OBJETIVO 1
Transcribe el fragmento del texto sobre el Mercosur, que aparece más abajo, desde "Como tantas veces" hasta "asuma. También hoy.".

== == ==

Hace mucho tiempo que nos estamos acostumbrando a que el Mercosur emerge en la agenda a través de malas noticias o de conflictos. Y esto, por cierto, no empezó con el actual gobierno. Las demandas de flexibilización en el funcionamiento del bloque tampoco son novedades y la asunción plena de esto último resulta relevante, tanto para el gobierno como para la oposición.

Como tantas veces se ha señalado, aun en términos minimalistas, los procesos de integración interestatal requieren al menos tres condiciones fundamentales: I) la construcción y especificación clara de “intereses comunes” entre los socios del bloque, que sólo son posibles desde pactos difíciles, delimitados en sus límites y en sus alcances; II) la capacidad de resolución de los inevitables conflictos que resultan casi que inherentes a este tipo de procesos; y III) una mirada estratégica acordada, en términos provisorios, revisables y sujeta a reglas. Todo eso, en especial desde estados democráticos que varían sus gobiernos, requiere mucha política y mucho pragmatismo, y no se construye desde las afinidades ideológicas. Claro que los fondos ideológicos siempre han estado, aunque no se lo asuma. También hoy.

En un texto reciente escrito en coautoría con Diego Hernández, titulado “Treinta años de Mercosur: canon regionalista”, apuntábamos a explorar esa trayectoria de tres décadas a partir de una hipótesis conocida: “el hiato entre el diseño original y la práctica histórica” en el Mercosur. Esta característica ha sido calificada por Roberto Bouzas como “la brecha de implementación”.

En ese sentido, un análisis riguroso y académico del Mercosur en sus primeros diez años (1991-2001), por ejemplo, permite desechar la visión idílica de una etapa plenamente exitosa del bloque, sin mayores contratiempos, los que –de acuerdo a cierto “relatos”– habrían surgido como consecuencia de las posturas “politizadas” e “ideológicas” de los llamados “gobiernos progresistas” a partir de 2002, 2003. Del mismo modo, una valoración del mismo talante también desmiente los relatos inversos, en relación con el surgimiento a partir de esa inflexión de un nuevo “Mercosur poshegemónico” o “posliberal”. Ambos momentos del bloque resultan más complejos y azarosos, difíciles de caracterizar en forma homogénea o modélica. Si bien las coyunturas cambiaron y los énfasis de políticas fueron distintos, las causas profundas del rumbo que asumió el bloque en cada coyuntura tuvieron más que ver con las restricciones sistémicas del contexto internacional y con los intereses domésticos de los estados partes, en especial de los socios más poderosos. En esa dirección, si se quiere trascender la búsqueda lineal de cómo respaldar los relatos políticos del presente, en un sentido u otro, lo que surge como más consistente es evitar simplificaciones. La historia suele ayudar en eso.

== == ==

OBJETIVO 2
Localiza en las entradas de abajo cada línea que contenga la palabra "mountain" y cópiala; se distinguen mayúsculas y minúsculas.

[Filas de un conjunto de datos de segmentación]
== == ==

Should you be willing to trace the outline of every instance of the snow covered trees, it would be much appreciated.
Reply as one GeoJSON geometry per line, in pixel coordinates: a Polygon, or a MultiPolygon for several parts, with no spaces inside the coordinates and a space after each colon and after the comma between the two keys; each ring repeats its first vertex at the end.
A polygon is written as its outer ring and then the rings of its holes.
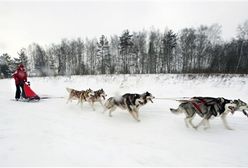
{"type": "Polygon", "coordinates": [[[33,76],[146,73],[248,73],[248,21],[237,37],[221,39],[221,26],[201,25],[179,32],[130,32],[120,36],[62,39],[43,48],[37,43],[0,55],[1,77],[9,77],[22,62],[33,76]]]}

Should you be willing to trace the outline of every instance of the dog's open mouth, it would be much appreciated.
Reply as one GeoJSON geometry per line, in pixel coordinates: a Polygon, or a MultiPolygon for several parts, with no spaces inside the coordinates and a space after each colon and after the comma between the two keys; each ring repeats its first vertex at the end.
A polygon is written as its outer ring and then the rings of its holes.
{"type": "Polygon", "coordinates": [[[150,101],[153,103],[153,101],[152,101],[152,99],[151,99],[151,98],[149,98],[148,100],[150,100],[150,101]]]}
{"type": "Polygon", "coordinates": [[[245,110],[242,110],[242,112],[246,115],[246,117],[248,117],[248,113],[245,110]]]}

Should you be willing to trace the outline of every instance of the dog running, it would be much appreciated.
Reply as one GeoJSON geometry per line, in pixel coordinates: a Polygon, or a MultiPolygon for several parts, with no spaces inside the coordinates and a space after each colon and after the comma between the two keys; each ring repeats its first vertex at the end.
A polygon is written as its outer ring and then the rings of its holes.
{"type": "Polygon", "coordinates": [[[94,94],[87,99],[87,101],[91,104],[92,109],[95,111],[94,103],[99,102],[103,107],[102,99],[105,100],[106,94],[103,89],[99,89],[94,91],[94,94]]]}
{"type": "Polygon", "coordinates": [[[69,92],[67,103],[69,101],[72,102],[72,100],[78,100],[77,104],[81,103],[82,105],[84,101],[88,101],[90,97],[94,95],[94,92],[90,88],[87,90],[81,90],[81,91],[71,89],[71,88],[66,88],[66,90],[69,92]]]}
{"type": "Polygon", "coordinates": [[[149,92],[145,92],[143,94],[126,93],[121,97],[110,97],[104,104],[104,112],[109,110],[109,116],[112,117],[111,113],[119,107],[123,110],[128,110],[136,121],[140,121],[139,108],[147,104],[148,101],[153,103],[152,99],[154,98],[155,97],[149,92]]]}
{"type": "Polygon", "coordinates": [[[187,127],[191,125],[197,129],[204,124],[204,129],[208,129],[210,128],[209,119],[211,117],[221,116],[225,128],[229,130],[232,128],[227,124],[226,116],[230,112],[234,113],[239,110],[242,110],[248,116],[245,112],[245,110],[248,110],[248,106],[240,99],[232,101],[225,98],[213,97],[193,97],[190,100],[182,100],[177,109],[170,109],[172,113],[184,113],[186,115],[184,120],[187,127]],[[195,114],[203,118],[197,126],[192,123],[195,114]]]}

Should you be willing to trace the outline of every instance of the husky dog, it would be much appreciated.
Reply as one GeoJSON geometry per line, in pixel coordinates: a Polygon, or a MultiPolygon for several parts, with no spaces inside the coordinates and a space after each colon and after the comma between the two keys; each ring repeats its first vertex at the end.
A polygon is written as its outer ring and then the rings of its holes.
{"type": "Polygon", "coordinates": [[[97,91],[94,91],[94,95],[89,97],[89,99],[87,101],[91,104],[92,109],[95,111],[94,103],[99,102],[104,107],[104,105],[102,103],[102,99],[105,100],[106,96],[107,95],[105,94],[104,90],[99,89],[97,91]]]}
{"type": "Polygon", "coordinates": [[[78,91],[71,88],[66,88],[66,90],[69,92],[67,103],[72,100],[78,100],[78,103],[82,104],[83,101],[88,101],[89,98],[94,95],[94,92],[90,88],[85,91],[78,91]]]}
{"type": "Polygon", "coordinates": [[[126,93],[121,97],[110,97],[104,104],[104,112],[109,110],[109,116],[112,117],[111,113],[119,107],[123,110],[128,110],[136,121],[140,121],[139,108],[145,105],[148,101],[153,103],[152,99],[154,98],[155,97],[153,97],[149,92],[143,94],[126,93]]]}
{"type": "MultiPolygon", "coordinates": [[[[193,97],[190,100],[183,100],[177,109],[170,109],[172,113],[185,113],[185,124],[189,127],[189,124],[197,129],[202,124],[205,125],[205,129],[209,128],[209,119],[211,117],[221,116],[223,124],[226,129],[231,130],[226,121],[226,116],[229,112],[243,110],[243,113],[247,115],[245,110],[248,110],[248,106],[245,102],[238,100],[228,100],[224,98],[212,98],[212,97],[193,97]],[[195,126],[192,123],[195,114],[198,114],[203,118],[200,123],[195,126]]],[[[248,115],[247,115],[248,116],[248,115]]]]}

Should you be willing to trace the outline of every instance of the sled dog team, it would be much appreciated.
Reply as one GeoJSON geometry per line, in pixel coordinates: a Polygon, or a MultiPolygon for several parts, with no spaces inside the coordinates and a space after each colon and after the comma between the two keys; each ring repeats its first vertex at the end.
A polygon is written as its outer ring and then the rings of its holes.
{"type": "MultiPolygon", "coordinates": [[[[149,92],[143,94],[126,93],[120,97],[110,97],[103,103],[103,100],[107,97],[103,89],[93,91],[89,88],[87,90],[78,91],[66,88],[66,90],[69,92],[67,103],[72,100],[78,100],[78,104],[80,103],[82,107],[83,102],[88,102],[92,109],[95,110],[94,103],[99,102],[104,108],[103,112],[109,111],[110,117],[112,117],[112,112],[119,107],[123,110],[127,110],[136,121],[140,121],[139,108],[149,101],[153,103],[152,99],[155,98],[149,92]]],[[[191,126],[192,128],[197,129],[201,125],[204,125],[204,129],[207,129],[210,128],[209,119],[220,116],[225,128],[231,130],[231,127],[227,124],[227,114],[233,114],[235,111],[242,111],[244,115],[248,117],[248,114],[245,111],[248,110],[248,105],[240,99],[228,100],[222,97],[192,97],[188,100],[177,101],[180,102],[178,108],[170,108],[170,111],[174,114],[184,113],[186,115],[186,118],[184,119],[186,127],[191,126]],[[202,118],[198,125],[192,123],[196,114],[202,118]]]]}

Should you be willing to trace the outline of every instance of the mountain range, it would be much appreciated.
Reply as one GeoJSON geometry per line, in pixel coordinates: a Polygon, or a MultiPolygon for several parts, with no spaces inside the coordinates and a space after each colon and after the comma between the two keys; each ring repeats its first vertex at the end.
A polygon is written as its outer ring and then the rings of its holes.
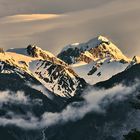
{"type": "Polygon", "coordinates": [[[6,51],[1,48],[0,137],[138,140],[139,72],[140,57],[127,57],[104,36],[67,45],[57,56],[37,45],[6,51]],[[89,108],[99,97],[95,95],[90,101],[91,92],[99,92],[100,103],[96,106],[100,107],[96,111],[89,108]],[[114,94],[110,97],[100,92],[114,94]],[[75,117],[78,113],[82,115],[75,117]]]}

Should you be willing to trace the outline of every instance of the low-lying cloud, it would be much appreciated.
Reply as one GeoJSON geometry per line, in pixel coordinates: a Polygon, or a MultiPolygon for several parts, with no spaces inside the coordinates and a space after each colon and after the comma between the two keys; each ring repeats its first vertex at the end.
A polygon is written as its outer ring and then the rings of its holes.
{"type": "MultiPolygon", "coordinates": [[[[68,105],[60,113],[44,112],[40,118],[35,117],[31,112],[27,113],[26,116],[12,113],[10,119],[0,117],[0,125],[15,125],[24,129],[42,129],[57,124],[64,124],[69,121],[74,122],[80,120],[90,112],[104,114],[106,113],[106,107],[112,102],[123,102],[127,100],[128,95],[136,95],[138,86],[138,84],[135,84],[131,87],[127,87],[120,84],[111,89],[88,89],[83,95],[85,101],[74,102],[68,105]]],[[[8,93],[5,95],[2,93],[0,95],[0,102],[8,102],[9,100],[18,100],[25,104],[30,102],[28,98],[26,99],[26,97],[24,97],[23,93],[21,93],[21,95],[19,94],[20,93],[17,93],[14,96],[9,97],[8,93]]]]}

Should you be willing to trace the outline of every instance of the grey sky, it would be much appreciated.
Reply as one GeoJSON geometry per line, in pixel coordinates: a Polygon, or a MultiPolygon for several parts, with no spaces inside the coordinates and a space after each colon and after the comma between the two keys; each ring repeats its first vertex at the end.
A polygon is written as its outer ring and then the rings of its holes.
{"type": "Polygon", "coordinates": [[[67,44],[101,34],[128,56],[140,55],[139,17],[139,0],[0,0],[0,46],[35,43],[57,54],[67,44]],[[52,13],[60,16],[32,21],[17,16],[52,13]]]}

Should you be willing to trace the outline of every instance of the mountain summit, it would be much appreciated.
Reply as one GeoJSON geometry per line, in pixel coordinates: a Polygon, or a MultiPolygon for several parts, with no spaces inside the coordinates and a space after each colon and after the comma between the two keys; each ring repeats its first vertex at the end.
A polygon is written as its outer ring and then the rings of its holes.
{"type": "Polygon", "coordinates": [[[86,43],[68,45],[58,54],[58,58],[68,64],[90,63],[104,58],[128,61],[121,50],[103,36],[98,36],[86,43]]]}
{"type": "Polygon", "coordinates": [[[58,58],[69,64],[90,84],[107,80],[124,71],[133,61],[103,36],[86,43],[68,45],[58,54],[58,58]]]}

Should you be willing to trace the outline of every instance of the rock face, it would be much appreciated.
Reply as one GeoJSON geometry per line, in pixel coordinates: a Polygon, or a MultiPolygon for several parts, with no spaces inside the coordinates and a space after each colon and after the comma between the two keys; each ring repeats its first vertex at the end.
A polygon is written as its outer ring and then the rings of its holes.
{"type": "Polygon", "coordinates": [[[107,80],[139,63],[138,57],[132,60],[127,58],[114,43],[103,36],[86,43],[68,45],[58,57],[91,85],[107,80]]]}
{"type": "Polygon", "coordinates": [[[9,50],[5,54],[6,61],[17,65],[19,69],[24,69],[48,90],[64,98],[76,95],[86,86],[84,79],[80,78],[65,62],[35,45],[29,45],[24,51],[23,49],[15,52],[9,50]]]}
{"type": "Polygon", "coordinates": [[[90,63],[110,57],[115,60],[128,61],[128,58],[107,38],[98,36],[87,43],[66,46],[58,57],[68,64],[77,62],[90,63]]]}

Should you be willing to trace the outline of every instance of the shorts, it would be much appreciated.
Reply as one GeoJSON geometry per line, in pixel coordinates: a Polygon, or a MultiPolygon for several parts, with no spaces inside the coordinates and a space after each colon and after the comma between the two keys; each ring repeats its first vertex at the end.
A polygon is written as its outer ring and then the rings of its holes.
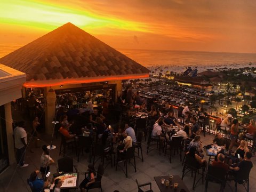
{"type": "Polygon", "coordinates": [[[236,140],[236,139],[237,139],[237,135],[233,135],[232,134],[230,134],[229,135],[229,137],[230,137],[231,140],[236,140]]]}

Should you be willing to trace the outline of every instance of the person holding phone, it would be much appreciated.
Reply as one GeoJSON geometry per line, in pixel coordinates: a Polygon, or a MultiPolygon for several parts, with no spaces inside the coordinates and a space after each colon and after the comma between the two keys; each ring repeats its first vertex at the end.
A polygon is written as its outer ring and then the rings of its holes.
{"type": "Polygon", "coordinates": [[[53,192],[60,192],[60,187],[62,185],[62,181],[60,179],[56,179],[54,181],[54,186],[53,187],[53,192]]]}
{"type": "Polygon", "coordinates": [[[40,179],[38,177],[39,170],[33,171],[30,174],[28,184],[32,188],[33,192],[41,192],[43,189],[47,188],[49,183],[49,180],[46,179],[44,182],[43,179],[40,179]]]}
{"type": "Polygon", "coordinates": [[[49,151],[47,149],[46,145],[43,146],[42,149],[43,149],[43,154],[41,158],[40,172],[41,172],[42,177],[43,178],[44,178],[45,174],[48,173],[50,170],[49,165],[54,164],[54,161],[50,157],[49,151]]]}
{"type": "Polygon", "coordinates": [[[242,161],[242,160],[244,158],[244,154],[247,151],[249,151],[249,149],[248,149],[246,141],[242,140],[240,142],[240,145],[234,154],[230,156],[230,160],[229,161],[229,164],[242,161]]]}

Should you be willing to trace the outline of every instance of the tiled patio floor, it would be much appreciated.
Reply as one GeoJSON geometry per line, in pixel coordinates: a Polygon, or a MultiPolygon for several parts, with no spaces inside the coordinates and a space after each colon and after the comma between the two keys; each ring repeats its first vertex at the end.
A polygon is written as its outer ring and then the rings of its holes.
{"type": "MultiPolygon", "coordinates": [[[[213,136],[206,134],[206,137],[202,135],[202,140],[203,145],[210,143],[213,136]]],[[[42,144],[49,145],[51,141],[51,135],[41,135],[42,144]]],[[[60,138],[54,139],[53,145],[57,146],[57,149],[51,151],[50,155],[57,161],[60,158],[59,156],[59,149],[60,143],[60,138]]],[[[157,150],[151,151],[149,155],[146,154],[146,142],[143,143],[143,155],[145,161],[143,163],[136,158],[137,167],[137,172],[134,172],[133,167],[131,165],[128,166],[128,178],[125,177],[124,173],[120,169],[116,171],[114,167],[111,167],[109,165],[106,169],[102,178],[102,185],[103,190],[105,192],[113,192],[115,190],[119,191],[138,191],[138,189],[135,180],[137,179],[140,183],[151,182],[153,190],[154,191],[159,191],[159,190],[154,180],[154,176],[166,175],[169,173],[173,175],[179,175],[181,177],[182,166],[181,162],[179,160],[179,156],[176,155],[173,156],[172,163],[170,163],[167,156],[164,154],[159,155],[157,150]]],[[[30,188],[26,182],[26,179],[28,178],[30,173],[36,169],[39,168],[40,156],[42,151],[40,148],[34,149],[34,153],[27,151],[25,158],[26,163],[29,165],[25,168],[20,169],[13,165],[10,166],[4,172],[0,175],[0,191],[30,191],[30,188]],[[7,188],[6,188],[8,187],[7,188]]],[[[89,164],[89,154],[84,154],[82,156],[79,163],[77,162],[77,157],[75,153],[72,153],[71,150],[68,150],[68,156],[74,158],[74,162],[78,166],[78,171],[80,173],[79,183],[84,178],[83,173],[86,170],[87,166],[89,164]]],[[[182,154],[182,157],[183,157],[182,154]]],[[[206,157],[208,159],[207,157],[206,157]]],[[[256,161],[255,157],[252,157],[252,161],[254,164],[256,161]]],[[[97,162],[95,167],[98,167],[97,162]]],[[[57,165],[51,166],[50,171],[54,173],[55,172],[57,165]]],[[[193,180],[190,175],[186,175],[183,181],[187,185],[188,188],[192,191],[192,185],[193,180]]],[[[250,174],[250,190],[251,191],[256,191],[256,173],[255,167],[253,167],[250,174]]],[[[234,182],[229,183],[231,188],[226,186],[225,191],[235,191],[234,182]]],[[[195,191],[203,191],[204,190],[204,184],[200,182],[196,187],[195,191]]],[[[219,185],[210,183],[209,186],[209,191],[217,191],[219,190],[219,185]]],[[[71,190],[70,190],[71,191],[71,190]]],[[[75,191],[75,190],[74,190],[75,191]]],[[[99,191],[100,189],[95,189],[90,190],[91,191],[99,191]]],[[[179,191],[179,190],[178,190],[179,191]]],[[[238,186],[238,191],[244,191],[245,189],[241,185],[238,186]]]]}

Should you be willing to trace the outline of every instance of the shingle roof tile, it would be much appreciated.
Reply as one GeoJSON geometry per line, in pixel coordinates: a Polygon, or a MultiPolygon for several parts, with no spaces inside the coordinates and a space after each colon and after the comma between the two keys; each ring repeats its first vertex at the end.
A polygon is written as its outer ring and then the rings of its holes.
{"type": "Polygon", "coordinates": [[[148,74],[135,61],[68,23],[0,59],[27,81],[148,74]]]}

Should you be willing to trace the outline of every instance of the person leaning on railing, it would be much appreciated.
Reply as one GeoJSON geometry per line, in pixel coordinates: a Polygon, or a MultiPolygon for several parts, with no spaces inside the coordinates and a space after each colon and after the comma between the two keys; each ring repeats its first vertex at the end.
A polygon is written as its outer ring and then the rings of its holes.
{"type": "Polygon", "coordinates": [[[237,140],[237,136],[239,133],[238,120],[237,119],[233,120],[233,124],[231,126],[230,129],[230,145],[229,145],[229,152],[231,152],[232,148],[237,140]]]}
{"type": "Polygon", "coordinates": [[[195,138],[196,135],[198,135],[201,132],[201,129],[200,126],[197,124],[196,117],[195,116],[192,116],[190,118],[190,122],[192,123],[192,126],[191,126],[191,132],[192,134],[191,138],[195,138]]]}

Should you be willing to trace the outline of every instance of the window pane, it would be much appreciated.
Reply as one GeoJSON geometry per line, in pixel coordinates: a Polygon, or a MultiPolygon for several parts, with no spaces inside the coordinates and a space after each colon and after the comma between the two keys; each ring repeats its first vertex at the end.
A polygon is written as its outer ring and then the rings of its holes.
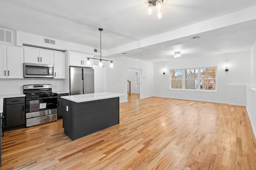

== == ==

RESULTADO FINAL 1
Como tantas veces se ha señalado, aun en términos minimalistas, los procesos de integración interestatal requieren al menos tres condiciones fundamentales: I) la construcción y especificación clara de “intereses comunes” entre los socios del bloque, que sólo son posibles desde pactos difíciles, delimitados en sus límites y en sus alcances; II) la capacidad de resolución de los inevitables conflictos que resultan casi que inherentes a este tipo de procesos; y III) una mirada estratégica acordada, en términos provisorios, revisables y sujeta a reglas. Todo eso, en especial desde estados democráticos que varían sus gobiernos, requiere mucha política y mucho pragmatismo, y no se construye desde las afinidades ideológicas. Claro que los fondos ideológicos siempre han estado, aunque no se lo asuma. También hoy.

RESULTADO FINAL 2
Should you be willing to trace the outline of every instance of the mountain range, it would be much appreciated.
Should you be willing to trace the outline of every instance of the mountain summit, it would be much appreciated.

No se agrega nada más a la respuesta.